Position annotation records:
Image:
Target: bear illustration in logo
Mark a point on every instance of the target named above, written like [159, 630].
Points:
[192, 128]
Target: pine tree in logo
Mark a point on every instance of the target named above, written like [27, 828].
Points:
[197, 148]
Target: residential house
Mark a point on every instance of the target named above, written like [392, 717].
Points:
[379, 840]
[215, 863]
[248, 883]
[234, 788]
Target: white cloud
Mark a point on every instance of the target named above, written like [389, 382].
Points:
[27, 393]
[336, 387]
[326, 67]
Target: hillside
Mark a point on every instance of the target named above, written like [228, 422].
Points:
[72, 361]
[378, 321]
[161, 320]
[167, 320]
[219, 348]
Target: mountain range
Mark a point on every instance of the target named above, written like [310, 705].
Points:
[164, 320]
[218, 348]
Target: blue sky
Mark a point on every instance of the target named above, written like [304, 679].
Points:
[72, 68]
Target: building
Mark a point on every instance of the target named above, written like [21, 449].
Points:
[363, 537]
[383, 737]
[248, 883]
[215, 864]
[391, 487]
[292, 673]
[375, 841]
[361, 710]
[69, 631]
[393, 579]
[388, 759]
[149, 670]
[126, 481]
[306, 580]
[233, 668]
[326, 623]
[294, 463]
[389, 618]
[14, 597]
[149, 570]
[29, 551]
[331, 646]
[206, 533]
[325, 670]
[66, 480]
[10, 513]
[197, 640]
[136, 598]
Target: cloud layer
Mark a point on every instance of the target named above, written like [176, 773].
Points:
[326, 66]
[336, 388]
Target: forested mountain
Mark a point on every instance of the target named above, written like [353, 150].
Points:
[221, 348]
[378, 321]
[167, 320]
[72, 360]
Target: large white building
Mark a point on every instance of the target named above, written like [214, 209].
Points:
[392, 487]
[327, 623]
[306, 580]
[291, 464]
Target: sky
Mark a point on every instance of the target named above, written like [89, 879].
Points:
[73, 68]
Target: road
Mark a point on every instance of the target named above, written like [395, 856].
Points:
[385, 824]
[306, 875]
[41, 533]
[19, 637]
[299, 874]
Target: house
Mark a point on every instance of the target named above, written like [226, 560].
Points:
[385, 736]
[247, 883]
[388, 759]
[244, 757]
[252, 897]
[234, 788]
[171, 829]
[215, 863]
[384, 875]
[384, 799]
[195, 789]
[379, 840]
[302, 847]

WHAT THIS TASK INVOLVES:
Write out all of the records as CSV with the two columns request and points. Give one row per request, with its text and its answer each in a single quoted field and any line breaks replaced by spaces.

REPLY:
request,points
"Image: Target: bear illustration in logo Mark a point on every instance of the target named above, written like [159, 630]. Points:","[192, 128]"
"Target: pine tree in logo Mark a point on every instance of the target named above, written like [27, 828]. Points:","[197, 148]"
"Target: residential house Mark a point on every instance of the target named above, written like [392, 717]. Points:","[379, 840] [215, 863] [248, 883] [234, 788]"
"Target: white cloud Mark a point on every instance of the target named above, written like [389, 382]. Points:","[27, 393] [336, 387] [326, 67]"
"Target: hillside Mark a point on every instance of the target named above, written like [228, 422]. Points:","[72, 361] [378, 321] [161, 320] [167, 320] [219, 348]"
"Target: mountain range Mark a point on every instance of the target named above, written like [310, 705]. Points:","[164, 320] [218, 348]"
"Target: blue sky Mark a point on every instance of the target named above, written like [304, 679]. Points:","[72, 68]"
"Target: building Mark a point on every instance of the target named above, written like [21, 449]. Points:","[363, 537] [383, 737] [248, 883] [215, 864] [391, 487] [292, 673] [375, 841] [361, 710] [69, 631] [393, 579] [388, 759] [149, 670] [126, 481] [306, 580] [233, 668] [326, 623] [294, 463] [389, 618] [14, 597] [149, 570] [29, 551] [331, 646] [206, 533] [325, 670] [66, 480] [10, 513] [197, 640] [136, 598]"
"Target: cloud layer Mark a point on every instance of the target named above, written like [176, 773]. Points:","[326, 66] [336, 388]"
"Target: forested mountain Mark a point on every instance of the target named above, written like [353, 150]. Points:","[221, 348] [378, 321] [167, 320] [72, 360]"
"Target: large white building Mark a point on every instance of the target named above, written like [214, 209]. Points:","[392, 487] [327, 623] [306, 580] [291, 464]"
"Target: sky Mark a point on every instance of the target named above, written like [89, 879]. Points:","[73, 68]"
"Target: road Mark a point on every instance of the target named above, written like [395, 856]. Points:","[385, 824] [306, 875] [41, 533] [19, 637] [299, 874]"
"Target: house Mark a point on every instance of the target named above, written like [226, 560]. Points:","[385, 736] [247, 883] [388, 759] [244, 757] [252, 897] [234, 788] [171, 829] [215, 863] [384, 875] [384, 799] [195, 789] [379, 840] [302, 847]"